• _Data provided_:
──────

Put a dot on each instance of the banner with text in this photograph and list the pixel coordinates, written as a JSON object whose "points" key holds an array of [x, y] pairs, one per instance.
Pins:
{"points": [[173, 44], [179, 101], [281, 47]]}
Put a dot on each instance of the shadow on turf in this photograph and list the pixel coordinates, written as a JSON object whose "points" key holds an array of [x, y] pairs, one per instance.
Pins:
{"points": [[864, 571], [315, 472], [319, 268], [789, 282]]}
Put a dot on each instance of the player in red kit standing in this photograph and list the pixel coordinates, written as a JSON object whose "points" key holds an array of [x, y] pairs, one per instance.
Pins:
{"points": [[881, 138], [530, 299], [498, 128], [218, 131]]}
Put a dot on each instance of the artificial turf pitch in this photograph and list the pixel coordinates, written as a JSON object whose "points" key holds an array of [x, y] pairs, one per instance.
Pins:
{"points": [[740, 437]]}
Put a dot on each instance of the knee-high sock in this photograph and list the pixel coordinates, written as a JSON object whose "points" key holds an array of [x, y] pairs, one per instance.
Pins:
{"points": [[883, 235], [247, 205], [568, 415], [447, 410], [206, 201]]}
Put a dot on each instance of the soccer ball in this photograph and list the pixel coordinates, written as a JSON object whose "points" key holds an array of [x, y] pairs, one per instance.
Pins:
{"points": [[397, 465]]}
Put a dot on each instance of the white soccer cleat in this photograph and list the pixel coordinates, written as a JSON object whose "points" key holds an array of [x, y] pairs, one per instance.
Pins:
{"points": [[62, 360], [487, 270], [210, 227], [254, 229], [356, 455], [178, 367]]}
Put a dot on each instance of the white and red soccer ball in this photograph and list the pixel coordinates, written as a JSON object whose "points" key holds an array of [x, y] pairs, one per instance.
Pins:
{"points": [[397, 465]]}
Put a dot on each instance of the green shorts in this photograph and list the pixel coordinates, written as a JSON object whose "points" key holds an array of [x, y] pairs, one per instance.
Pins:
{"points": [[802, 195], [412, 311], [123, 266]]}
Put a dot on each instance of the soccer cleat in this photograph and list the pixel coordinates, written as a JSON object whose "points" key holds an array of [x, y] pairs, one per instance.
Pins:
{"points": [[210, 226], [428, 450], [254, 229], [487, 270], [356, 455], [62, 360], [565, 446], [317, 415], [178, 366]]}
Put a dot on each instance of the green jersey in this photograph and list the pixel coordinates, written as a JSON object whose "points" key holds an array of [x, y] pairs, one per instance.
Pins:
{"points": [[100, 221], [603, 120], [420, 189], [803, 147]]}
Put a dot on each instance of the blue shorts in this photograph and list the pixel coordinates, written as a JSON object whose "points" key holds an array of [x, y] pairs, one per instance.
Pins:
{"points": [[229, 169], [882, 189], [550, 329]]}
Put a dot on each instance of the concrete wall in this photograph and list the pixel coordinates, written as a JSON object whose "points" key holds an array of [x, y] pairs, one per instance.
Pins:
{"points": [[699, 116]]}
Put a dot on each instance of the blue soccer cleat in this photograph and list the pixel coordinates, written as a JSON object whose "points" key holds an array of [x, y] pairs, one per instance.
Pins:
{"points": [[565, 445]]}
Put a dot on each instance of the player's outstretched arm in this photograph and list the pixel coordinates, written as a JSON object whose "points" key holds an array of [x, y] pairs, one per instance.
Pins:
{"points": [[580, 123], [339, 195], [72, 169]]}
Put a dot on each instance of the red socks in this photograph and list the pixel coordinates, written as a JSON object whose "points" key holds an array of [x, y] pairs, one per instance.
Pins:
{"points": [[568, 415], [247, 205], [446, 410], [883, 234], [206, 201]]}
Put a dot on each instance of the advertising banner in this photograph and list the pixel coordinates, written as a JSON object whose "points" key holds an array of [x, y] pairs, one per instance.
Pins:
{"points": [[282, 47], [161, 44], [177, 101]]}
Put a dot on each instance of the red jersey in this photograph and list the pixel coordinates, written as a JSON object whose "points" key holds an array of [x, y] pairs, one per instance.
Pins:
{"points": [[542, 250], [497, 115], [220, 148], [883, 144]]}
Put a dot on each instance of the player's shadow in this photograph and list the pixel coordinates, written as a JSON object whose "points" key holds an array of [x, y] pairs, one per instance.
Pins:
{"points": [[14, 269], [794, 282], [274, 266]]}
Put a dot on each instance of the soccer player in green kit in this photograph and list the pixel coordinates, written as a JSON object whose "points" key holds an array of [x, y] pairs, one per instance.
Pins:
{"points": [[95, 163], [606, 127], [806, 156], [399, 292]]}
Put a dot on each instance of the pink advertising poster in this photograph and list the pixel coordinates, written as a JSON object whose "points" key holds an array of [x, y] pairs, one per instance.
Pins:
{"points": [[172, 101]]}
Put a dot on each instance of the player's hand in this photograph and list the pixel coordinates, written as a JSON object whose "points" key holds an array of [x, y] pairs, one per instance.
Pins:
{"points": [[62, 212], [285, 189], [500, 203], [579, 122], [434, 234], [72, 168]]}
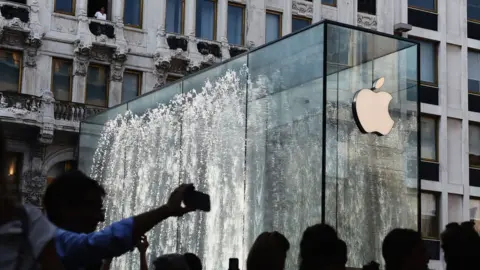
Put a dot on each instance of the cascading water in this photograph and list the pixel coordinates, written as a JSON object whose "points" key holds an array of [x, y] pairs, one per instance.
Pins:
{"points": [[258, 153]]}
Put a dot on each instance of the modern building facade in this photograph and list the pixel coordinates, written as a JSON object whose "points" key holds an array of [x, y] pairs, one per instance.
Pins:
{"points": [[63, 65]]}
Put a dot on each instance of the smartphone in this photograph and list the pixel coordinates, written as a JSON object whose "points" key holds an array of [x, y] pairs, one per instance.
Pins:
{"points": [[233, 264], [197, 200]]}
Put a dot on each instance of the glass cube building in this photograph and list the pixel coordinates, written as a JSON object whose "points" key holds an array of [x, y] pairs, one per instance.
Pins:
{"points": [[277, 138]]}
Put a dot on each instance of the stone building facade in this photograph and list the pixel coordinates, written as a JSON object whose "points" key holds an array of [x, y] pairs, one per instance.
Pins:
{"points": [[58, 65]]}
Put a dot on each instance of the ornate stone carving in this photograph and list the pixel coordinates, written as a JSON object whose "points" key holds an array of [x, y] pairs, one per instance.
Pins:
{"points": [[302, 8], [367, 21]]}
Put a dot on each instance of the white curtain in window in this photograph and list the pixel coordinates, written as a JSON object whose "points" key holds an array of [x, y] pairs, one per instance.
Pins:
{"points": [[474, 140], [205, 21], [272, 27], [473, 66], [428, 60], [428, 138], [429, 205]]}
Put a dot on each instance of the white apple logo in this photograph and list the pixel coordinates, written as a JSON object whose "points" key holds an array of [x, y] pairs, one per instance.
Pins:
{"points": [[370, 110]]}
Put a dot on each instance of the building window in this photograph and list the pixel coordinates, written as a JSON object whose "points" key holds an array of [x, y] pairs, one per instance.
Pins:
{"points": [[65, 6], [428, 5], [97, 86], [300, 23], [473, 10], [10, 70], [330, 2], [429, 142], [367, 6], [62, 79], [473, 72], [206, 20], [132, 14], [175, 16], [428, 58], [172, 78], [430, 220], [273, 26], [475, 213], [474, 145], [236, 24], [132, 85]]}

──────

• _Problem requirements_:
Without including the pictures, reproduce all entries exactly.

• _Solution to this exercise_:
Put a dot on each instance of the banner with text in this photograph and list the pixel coordinates, written as a JSON object whose "points" key holds an array of [x, y] pairs, one per instance.
Pins:
{"points": [[173, 44], [179, 101], [281, 47]]}
Put a dot on each instance of the shadow on turf in this photograph and list the pixel coordinates, written as a JSON object whose "points" key holds an array of [x, y] pairs, one per instance.
Pins:
{"points": [[864, 571], [315, 472], [319, 268], [789, 282]]}
Put a dot on each instance of the player in red kit standing in this photograph and list the pixel coordinates, written as a JSON object whose "points" key holds an array of [x, y] pairs, one per instance.
Pins:
{"points": [[881, 138], [530, 299], [498, 128], [218, 131]]}
Put a dot on each instance of the artificial turf pitch in this photograph and list the pixel coordinates, written as a JSON object whose "points" key holds an array of [x, y] pairs, one per instance.
Pins:
{"points": [[740, 437]]}
Put a dot on each instance of the knee-high sock in this photograph and list the pixel coordinates, written as a JSON object whose "points" key holds an array of [x, y] pairs, one per instance.
Pins:
{"points": [[883, 235], [247, 205], [568, 415], [447, 410], [206, 201]]}
Put a dot on each instance of the soccer ball in this photograph and list the pixel coordinates, written as a JSON object whose "points" key holds an array of [x, y] pairs, one per instance.
Pins:
{"points": [[397, 465]]}
Put a dot on each instance of the white soccer cleat in this photograph and list the pixel coordinates, written as a JSON object whose "points" key holds an array of [x, y] pairs, one per instance.
Pins:
{"points": [[62, 360], [487, 270], [210, 227], [254, 229], [356, 455], [178, 367]]}
Put a dot on each instance of the white and red soccer ball in this photograph and list the pixel coordinates, written as a JSON object whose "points" key holds an array of [x, y] pairs, one per instance.
Pins:
{"points": [[397, 465]]}
Put a dot on each instance of the green shorts in this photograph and list the pixel coordinates, written as a JSON object whose "points" key holds an array of [x, y] pairs, one per instance.
Pins:
{"points": [[802, 195], [412, 311], [123, 266]]}
Put a dot on each instance of the soccer cleat in this photograph and list the pixel coordinates, written as a JSON object whose "points" key holds an array of [x, y] pairs, one per instance.
Pins:
{"points": [[210, 226], [428, 450], [254, 229], [487, 270], [356, 455], [62, 360], [565, 446], [317, 415], [178, 366]]}
Put a dot on each instance of the green jersey in this photograph and list the pixel coordinates, written as a JSON object whose "points" key holds an array of [x, y] pairs, one per instance.
Pins:
{"points": [[100, 221], [603, 120], [420, 189], [803, 147]]}
Put a dot on each instance of the blue shorts in this photograph and list the pixel coordinates, written as a JSON object whose "points" key holds an array of [x, y] pairs, one per instance.
Pins:
{"points": [[229, 169], [882, 189], [550, 329]]}
Put a dot on each instance of the concrete wall in this photograph and list the pixel coordinates, written as a JSON object whose "points" key holds an array of [x, y] pairs, one per instance.
Pins:
{"points": [[699, 116]]}
Put a dot on each instance of the blue soccer cleat in this photograph and list the pixel coordinates, written as a JSON object whose "points" key holds an array of [x, y] pairs, one per instance.
Pins:
{"points": [[565, 445]]}
Put a dot on each instance of the player's outstretched arm in this photograph and list the pixel coordinates, written as a JSON object whose "points" key holds an array of [x, y] pairs, one per instance.
Pins:
{"points": [[580, 123], [339, 195], [72, 169]]}
Put a dot on each instance of the red socks in this photograph and list the pixel coordinates, written as a JSON object whose "points" key holds an array of [x, y] pairs, one per instance.
Pins:
{"points": [[568, 415], [247, 205], [446, 410], [883, 234], [206, 201]]}
Put a dot on each instance of the advertising banner in this photograph and list the pixel coordinates, written as a JSON object whose "points" key holds an array of [x, y] pairs, one per instance.
Pins:
{"points": [[282, 47], [161, 44], [177, 101]]}
Put a dot on each instance of the red jersey in this photograph and list the pixel coordinates, written as a JSON object whose "points" key holds an array of [x, y] pairs, one per instance.
Pins:
{"points": [[542, 250], [497, 115], [220, 148], [883, 144]]}
Put a dot on each instance of the player's shadow in this photograph and list the pixel coordinates, written as a JSON object whose "points" key holds an array of [x, y] pairs, one per instance.
Pins:
{"points": [[14, 269], [794, 282], [274, 266]]}
Put a dot on each instance of the soccer player in green kit in this photograph and list the pixel coordinates, written as a JSON object whose "points" key holds an array of [x, y] pairs, one per instance.
Pins:
{"points": [[95, 163], [606, 127], [806, 156], [399, 292]]}
Put a dot on each instance of the pink advertising poster in this photograph and list the pixel coordinates, written as a JSON object whose "points" key holds an array of [x, y] pairs, one per instance.
Pins:
{"points": [[172, 101]]}
Put a dot on each instance of the player's hand in this photograph and list the pixel coordinates, written as a JSON object whose "points" key holds an array of [x, y] pairs, one per instance.
Pins:
{"points": [[62, 212], [285, 189], [500, 203], [579, 122], [434, 234], [72, 168]]}
Put a dot on each instance of the cascading water in this photograph and list the pixel coordinates, written as a JSON object whose "points" key holds an array of [x, y] pairs, one per instance.
Pins:
{"points": [[258, 153]]}
Put a dot on each instance of the modern building facade in this photograph and list the pixel coordinates, written as a JSON object whose "points" key holds an array of [x, y] pairs, one per instance.
Pins:
{"points": [[63, 65]]}
Put a dot on each instance of the smartphone in this photograph and list the pixel coordinates, written as a JSON object whose "points" key holds an array of [x, y] pairs, one per instance.
Pins:
{"points": [[233, 264], [197, 200]]}
Put a dot on each instance of the glass cube building in this photograph and list the pixel coordinates, written as a JSON object whose "points" key holds an array of [x, y] pairs, one per instance.
Pins:
{"points": [[277, 138]]}
Put a dot on each instance of the stone building facade in this photograph and list the pixel coordinates, written as a JSON object whose "points" key holds an array of [x, y] pairs, one per instance.
Pins:
{"points": [[58, 65]]}
Put a dot on each instance of the ornate stone carving in this photograph and list the pixel coordinates, written as a JSON object whose "points" key holds an array of [x, y] pairs, one per instance.
Pins:
{"points": [[302, 8], [367, 21]]}
Put a dot on each instance of the white curtain in window in this photograph and list the pixel coordinates, written as a JSON object whose "points" key holds an array of [x, y] pairs, one per instance.
Pins:
{"points": [[474, 140], [205, 21], [272, 27], [473, 66], [428, 60], [428, 138], [429, 205]]}
Put a dot on each instance of the white apple logo in this photograph and list the pixel coordinates, written as a JSON object whose "points" key holds an array of [x, y] pairs, one per instance.
Pins:
{"points": [[370, 110]]}
Put a dot on each instance of the building window in this photograph and list the pixel coordinates, written as a JSON object whose "points" key holds an array of [x, y] pairs, one per instance.
Pins:
{"points": [[65, 6], [428, 5], [97, 86], [300, 23], [473, 10], [10, 70], [330, 2], [429, 142], [367, 6], [62, 79], [473, 72], [206, 20], [132, 14], [175, 16], [428, 58], [172, 78], [430, 220], [273, 26], [475, 213], [474, 145], [236, 24], [132, 85]]}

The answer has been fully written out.